Can you render every line of the records below as a JSON list of strings, one string per line, leaving out any blank lines?
# START OF INFORMATION GIVEN
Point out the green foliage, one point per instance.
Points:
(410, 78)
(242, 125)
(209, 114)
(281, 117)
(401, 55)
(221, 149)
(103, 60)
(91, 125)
# END OF INFORMATION GIVEN
WRITTEN RESPONSE:
[
  "Point out the green foliage, one point per instance.",
  "Points:",
  "(410, 78)",
  "(242, 125)",
  "(209, 114)",
  "(281, 117)",
  "(401, 55)",
  "(221, 149)",
  "(103, 60)",
  "(91, 125)"
]